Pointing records
====================

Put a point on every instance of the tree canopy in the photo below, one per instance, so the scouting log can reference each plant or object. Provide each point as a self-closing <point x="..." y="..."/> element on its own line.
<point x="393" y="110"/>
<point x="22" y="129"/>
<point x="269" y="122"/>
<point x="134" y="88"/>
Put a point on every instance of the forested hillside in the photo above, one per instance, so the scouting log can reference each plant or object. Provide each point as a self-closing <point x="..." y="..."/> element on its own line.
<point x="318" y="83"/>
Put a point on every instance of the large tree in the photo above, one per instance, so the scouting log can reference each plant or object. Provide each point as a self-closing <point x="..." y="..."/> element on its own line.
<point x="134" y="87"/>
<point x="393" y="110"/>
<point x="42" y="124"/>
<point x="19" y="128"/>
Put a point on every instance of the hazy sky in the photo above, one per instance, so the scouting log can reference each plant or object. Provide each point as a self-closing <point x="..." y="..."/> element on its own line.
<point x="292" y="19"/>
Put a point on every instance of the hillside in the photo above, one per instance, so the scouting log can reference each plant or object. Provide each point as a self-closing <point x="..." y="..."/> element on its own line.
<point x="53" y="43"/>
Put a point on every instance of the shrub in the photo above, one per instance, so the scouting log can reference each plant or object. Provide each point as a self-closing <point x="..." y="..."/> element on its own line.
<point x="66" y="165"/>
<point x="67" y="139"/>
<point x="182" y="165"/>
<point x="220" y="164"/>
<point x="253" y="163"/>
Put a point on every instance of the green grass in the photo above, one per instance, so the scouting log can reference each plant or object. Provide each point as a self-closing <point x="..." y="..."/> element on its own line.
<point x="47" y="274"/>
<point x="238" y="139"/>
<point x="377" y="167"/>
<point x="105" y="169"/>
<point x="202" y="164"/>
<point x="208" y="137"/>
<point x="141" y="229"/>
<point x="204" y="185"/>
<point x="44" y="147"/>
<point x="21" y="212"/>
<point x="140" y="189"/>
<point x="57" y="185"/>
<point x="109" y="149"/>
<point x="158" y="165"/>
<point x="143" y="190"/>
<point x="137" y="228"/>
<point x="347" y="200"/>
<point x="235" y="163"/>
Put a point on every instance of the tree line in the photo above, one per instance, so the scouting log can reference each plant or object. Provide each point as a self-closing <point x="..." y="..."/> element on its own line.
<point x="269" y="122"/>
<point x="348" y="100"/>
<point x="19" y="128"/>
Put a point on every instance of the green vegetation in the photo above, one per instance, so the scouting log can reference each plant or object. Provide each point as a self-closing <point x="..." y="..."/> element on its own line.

====================

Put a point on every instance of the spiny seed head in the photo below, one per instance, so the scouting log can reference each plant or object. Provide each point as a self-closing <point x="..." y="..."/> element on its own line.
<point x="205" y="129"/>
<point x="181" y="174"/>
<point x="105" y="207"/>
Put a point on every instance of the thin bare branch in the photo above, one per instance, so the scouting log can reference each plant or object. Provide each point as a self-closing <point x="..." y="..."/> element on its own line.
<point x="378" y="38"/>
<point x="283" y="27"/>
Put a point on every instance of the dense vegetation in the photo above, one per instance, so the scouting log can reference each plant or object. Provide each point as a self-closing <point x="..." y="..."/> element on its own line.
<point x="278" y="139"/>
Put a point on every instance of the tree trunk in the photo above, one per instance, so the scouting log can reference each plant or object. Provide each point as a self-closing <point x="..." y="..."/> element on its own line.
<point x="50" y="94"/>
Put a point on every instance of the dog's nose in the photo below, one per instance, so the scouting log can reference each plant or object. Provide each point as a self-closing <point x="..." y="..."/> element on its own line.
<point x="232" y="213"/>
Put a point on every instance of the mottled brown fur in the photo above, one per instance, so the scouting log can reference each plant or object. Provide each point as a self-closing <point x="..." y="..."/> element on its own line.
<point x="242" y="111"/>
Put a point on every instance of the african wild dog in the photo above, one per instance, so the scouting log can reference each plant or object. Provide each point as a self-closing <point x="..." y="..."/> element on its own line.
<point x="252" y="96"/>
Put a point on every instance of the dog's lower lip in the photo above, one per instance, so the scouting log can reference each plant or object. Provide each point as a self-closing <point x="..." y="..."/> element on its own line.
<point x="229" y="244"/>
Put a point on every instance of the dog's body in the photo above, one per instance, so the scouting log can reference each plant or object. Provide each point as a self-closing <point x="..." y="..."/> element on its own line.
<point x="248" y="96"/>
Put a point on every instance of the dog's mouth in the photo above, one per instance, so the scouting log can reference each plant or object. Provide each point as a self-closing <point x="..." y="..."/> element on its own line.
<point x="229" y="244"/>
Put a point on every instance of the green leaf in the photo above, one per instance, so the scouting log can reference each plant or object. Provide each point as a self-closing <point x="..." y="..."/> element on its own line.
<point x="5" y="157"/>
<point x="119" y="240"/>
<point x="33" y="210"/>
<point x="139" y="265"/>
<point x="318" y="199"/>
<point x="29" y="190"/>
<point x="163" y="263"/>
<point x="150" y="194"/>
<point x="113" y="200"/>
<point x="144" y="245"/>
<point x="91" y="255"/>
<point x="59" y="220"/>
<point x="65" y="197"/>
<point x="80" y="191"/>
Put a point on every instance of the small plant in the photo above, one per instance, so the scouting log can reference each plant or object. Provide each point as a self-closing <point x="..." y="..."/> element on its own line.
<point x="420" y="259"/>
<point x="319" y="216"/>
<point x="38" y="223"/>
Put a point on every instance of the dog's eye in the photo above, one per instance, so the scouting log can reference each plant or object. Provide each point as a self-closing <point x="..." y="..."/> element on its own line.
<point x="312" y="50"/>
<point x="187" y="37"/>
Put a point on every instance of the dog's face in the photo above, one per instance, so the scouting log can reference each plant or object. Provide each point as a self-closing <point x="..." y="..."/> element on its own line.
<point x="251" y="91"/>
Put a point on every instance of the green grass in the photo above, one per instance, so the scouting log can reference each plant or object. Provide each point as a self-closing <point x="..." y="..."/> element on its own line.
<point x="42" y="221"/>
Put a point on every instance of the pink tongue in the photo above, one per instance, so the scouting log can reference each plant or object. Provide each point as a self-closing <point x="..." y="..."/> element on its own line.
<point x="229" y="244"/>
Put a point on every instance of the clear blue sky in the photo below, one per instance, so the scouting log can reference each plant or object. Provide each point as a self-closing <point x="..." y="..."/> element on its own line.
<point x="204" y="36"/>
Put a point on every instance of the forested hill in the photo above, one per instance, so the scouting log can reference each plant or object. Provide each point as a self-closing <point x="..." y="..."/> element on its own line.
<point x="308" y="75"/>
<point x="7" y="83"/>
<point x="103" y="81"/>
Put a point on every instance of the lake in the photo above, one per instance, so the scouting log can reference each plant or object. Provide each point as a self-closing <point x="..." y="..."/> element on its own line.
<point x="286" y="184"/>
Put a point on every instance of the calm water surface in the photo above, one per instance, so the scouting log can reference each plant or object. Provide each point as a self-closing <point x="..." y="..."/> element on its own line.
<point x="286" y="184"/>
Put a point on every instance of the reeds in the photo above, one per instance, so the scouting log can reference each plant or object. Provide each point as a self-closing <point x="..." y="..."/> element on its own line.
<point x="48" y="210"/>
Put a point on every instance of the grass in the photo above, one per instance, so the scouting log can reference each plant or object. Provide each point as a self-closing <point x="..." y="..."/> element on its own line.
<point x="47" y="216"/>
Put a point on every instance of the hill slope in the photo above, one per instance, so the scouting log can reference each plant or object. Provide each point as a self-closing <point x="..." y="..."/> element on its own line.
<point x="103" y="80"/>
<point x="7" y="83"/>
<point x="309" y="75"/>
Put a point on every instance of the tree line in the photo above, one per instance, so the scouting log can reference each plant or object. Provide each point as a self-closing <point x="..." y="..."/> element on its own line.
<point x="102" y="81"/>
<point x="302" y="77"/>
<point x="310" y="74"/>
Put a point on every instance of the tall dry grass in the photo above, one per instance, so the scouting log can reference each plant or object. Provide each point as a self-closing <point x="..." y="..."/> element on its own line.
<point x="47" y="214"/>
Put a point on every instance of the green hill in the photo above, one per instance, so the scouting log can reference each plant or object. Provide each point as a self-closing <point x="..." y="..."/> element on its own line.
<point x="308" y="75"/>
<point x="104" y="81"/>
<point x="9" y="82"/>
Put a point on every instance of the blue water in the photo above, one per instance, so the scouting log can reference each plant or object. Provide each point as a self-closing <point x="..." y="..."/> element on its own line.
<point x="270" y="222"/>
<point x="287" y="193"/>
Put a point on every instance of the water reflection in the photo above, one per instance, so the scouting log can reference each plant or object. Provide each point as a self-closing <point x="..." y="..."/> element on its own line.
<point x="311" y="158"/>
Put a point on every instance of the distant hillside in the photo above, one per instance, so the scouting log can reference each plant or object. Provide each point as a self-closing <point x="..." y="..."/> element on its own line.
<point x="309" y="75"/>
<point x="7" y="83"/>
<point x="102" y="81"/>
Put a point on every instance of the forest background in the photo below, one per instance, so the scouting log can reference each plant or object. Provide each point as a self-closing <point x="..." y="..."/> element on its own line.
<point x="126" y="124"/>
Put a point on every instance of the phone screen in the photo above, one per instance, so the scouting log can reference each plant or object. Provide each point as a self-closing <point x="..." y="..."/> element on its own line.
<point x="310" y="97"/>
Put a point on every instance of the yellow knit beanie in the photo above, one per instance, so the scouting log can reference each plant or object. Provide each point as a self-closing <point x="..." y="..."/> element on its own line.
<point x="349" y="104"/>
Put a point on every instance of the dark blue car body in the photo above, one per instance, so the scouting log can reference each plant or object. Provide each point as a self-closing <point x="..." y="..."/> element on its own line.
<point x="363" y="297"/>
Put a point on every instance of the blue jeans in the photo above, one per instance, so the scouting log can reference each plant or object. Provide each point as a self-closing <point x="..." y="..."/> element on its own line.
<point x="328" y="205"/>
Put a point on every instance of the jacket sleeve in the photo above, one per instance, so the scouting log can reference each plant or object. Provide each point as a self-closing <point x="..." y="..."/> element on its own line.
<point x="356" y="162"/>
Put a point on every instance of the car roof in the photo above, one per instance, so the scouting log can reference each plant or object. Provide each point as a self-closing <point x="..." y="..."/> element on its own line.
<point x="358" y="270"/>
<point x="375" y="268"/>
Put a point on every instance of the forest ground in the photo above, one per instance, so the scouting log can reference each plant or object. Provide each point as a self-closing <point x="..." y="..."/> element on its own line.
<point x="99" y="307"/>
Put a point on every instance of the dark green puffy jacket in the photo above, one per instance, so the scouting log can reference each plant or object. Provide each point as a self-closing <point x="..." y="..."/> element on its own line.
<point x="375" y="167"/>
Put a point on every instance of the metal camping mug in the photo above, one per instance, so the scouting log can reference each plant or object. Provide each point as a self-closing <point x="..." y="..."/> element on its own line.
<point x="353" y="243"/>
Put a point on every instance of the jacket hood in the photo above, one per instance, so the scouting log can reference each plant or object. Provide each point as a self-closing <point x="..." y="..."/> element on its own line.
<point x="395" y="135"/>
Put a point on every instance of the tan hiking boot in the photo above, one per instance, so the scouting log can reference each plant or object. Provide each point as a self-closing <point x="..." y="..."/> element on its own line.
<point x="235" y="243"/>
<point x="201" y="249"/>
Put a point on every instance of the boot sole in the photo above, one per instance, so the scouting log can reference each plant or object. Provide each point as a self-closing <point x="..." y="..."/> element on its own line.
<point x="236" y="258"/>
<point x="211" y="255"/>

====================

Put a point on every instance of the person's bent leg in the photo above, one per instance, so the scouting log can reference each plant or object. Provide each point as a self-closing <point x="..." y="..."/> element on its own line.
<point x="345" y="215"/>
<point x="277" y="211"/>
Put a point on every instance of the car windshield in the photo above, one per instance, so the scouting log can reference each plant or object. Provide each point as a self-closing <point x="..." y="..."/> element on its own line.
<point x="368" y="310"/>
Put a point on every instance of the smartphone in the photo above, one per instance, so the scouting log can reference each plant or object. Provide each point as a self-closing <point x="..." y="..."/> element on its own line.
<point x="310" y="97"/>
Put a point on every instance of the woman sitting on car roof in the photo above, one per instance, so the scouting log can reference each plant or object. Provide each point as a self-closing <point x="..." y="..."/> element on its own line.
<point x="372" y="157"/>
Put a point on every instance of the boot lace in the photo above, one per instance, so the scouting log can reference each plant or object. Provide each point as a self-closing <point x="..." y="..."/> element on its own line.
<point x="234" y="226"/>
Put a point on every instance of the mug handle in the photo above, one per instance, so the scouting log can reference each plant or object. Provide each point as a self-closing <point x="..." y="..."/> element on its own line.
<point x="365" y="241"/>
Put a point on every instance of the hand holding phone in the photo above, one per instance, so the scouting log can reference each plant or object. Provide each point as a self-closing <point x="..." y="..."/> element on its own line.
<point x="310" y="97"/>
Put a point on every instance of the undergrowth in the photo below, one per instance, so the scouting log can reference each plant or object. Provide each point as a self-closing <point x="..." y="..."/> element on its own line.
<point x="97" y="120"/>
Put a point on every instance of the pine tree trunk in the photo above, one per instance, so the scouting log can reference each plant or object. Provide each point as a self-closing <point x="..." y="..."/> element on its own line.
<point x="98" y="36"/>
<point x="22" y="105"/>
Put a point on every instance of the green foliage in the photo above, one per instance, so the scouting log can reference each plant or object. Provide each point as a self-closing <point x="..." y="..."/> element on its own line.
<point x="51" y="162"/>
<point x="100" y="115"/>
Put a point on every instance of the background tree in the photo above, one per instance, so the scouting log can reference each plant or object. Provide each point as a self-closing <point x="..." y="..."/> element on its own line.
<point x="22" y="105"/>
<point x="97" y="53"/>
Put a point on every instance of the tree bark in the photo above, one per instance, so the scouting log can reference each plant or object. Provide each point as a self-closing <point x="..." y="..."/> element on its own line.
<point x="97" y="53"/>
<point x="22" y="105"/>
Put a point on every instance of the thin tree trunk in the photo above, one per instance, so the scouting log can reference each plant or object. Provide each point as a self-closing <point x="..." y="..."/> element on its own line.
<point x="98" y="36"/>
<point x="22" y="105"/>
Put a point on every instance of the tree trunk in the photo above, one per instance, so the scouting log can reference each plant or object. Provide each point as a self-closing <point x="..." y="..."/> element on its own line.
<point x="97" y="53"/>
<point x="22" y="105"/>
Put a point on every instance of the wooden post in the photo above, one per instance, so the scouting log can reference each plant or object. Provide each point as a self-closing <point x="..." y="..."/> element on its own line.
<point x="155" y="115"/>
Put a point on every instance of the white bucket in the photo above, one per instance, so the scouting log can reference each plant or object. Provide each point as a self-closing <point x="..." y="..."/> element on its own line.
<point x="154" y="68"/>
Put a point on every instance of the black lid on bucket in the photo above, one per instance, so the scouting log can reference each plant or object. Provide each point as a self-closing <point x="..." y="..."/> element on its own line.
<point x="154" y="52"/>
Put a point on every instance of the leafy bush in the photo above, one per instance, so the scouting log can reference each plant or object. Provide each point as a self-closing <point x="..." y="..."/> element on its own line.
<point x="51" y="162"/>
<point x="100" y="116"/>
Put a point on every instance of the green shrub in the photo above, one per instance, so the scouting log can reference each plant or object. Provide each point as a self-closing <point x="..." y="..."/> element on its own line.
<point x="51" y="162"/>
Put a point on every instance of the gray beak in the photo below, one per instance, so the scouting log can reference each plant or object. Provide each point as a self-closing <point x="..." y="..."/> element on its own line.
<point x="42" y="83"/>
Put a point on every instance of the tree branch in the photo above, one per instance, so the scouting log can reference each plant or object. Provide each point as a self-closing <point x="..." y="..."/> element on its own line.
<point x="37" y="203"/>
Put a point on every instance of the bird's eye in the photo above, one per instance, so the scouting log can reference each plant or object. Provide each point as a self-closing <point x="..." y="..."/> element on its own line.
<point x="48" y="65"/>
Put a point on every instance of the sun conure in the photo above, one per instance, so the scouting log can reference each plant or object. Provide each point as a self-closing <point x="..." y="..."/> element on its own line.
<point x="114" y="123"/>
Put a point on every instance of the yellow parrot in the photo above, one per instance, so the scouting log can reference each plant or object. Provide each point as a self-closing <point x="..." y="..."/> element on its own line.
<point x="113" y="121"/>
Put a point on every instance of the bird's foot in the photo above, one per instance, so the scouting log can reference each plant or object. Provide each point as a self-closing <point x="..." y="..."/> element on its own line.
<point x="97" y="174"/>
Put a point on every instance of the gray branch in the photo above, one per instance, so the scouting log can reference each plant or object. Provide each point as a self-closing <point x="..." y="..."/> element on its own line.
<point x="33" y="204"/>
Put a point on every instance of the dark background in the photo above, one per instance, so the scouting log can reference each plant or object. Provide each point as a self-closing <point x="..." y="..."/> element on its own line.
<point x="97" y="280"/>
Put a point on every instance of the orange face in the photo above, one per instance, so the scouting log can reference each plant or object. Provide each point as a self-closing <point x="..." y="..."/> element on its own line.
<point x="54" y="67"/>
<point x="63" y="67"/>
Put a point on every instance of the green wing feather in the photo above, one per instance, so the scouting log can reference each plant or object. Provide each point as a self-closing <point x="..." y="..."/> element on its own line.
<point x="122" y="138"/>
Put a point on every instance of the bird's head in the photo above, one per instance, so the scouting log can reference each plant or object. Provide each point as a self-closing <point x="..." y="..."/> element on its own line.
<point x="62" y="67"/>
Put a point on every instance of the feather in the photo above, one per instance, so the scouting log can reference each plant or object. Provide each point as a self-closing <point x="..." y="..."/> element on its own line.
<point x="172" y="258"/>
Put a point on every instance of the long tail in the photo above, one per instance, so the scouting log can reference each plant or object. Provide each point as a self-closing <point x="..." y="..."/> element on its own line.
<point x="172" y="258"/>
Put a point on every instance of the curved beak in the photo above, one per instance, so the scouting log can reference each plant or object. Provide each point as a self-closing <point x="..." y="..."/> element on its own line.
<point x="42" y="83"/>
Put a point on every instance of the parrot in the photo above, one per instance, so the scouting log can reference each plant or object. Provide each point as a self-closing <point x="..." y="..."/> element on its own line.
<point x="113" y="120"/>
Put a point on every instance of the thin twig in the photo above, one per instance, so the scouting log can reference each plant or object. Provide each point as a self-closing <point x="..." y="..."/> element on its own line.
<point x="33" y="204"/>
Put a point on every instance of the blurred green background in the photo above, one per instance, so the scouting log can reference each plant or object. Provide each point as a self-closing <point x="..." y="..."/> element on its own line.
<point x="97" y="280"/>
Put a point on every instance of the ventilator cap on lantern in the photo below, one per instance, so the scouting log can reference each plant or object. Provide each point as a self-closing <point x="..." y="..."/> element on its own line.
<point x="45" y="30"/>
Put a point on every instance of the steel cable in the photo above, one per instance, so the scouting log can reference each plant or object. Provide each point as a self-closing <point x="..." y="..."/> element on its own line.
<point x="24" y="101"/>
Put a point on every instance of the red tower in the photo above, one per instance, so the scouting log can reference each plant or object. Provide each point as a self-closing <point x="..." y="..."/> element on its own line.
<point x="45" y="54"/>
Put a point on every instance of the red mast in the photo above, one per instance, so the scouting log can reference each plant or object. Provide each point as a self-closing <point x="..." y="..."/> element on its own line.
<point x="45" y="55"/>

====================

_GIVEN EXERCISE:_ Locate each line above that contains the word "jacket", and copy every such line in full.

_COMPLETE ANSWER:_
Put a point on every instance of the jacket sleeve in the photo above, one per instance, so the scouting log can reference each plant or object. Provide each point as a self-closing <point x="..." y="..."/> element on its own line.
Put a point on every instance of the dark green puffy jacket in the photo above, one per instance, so the scouting log can reference each plant or object. Provide each point as a self-closing <point x="..." y="..."/> element on its own line.
Put a point on every instance of the jacket hood in the photo above, one per instance, so the scouting log can reference each plant or object. Provide each point as a self-closing <point x="..." y="..."/> element on its own line.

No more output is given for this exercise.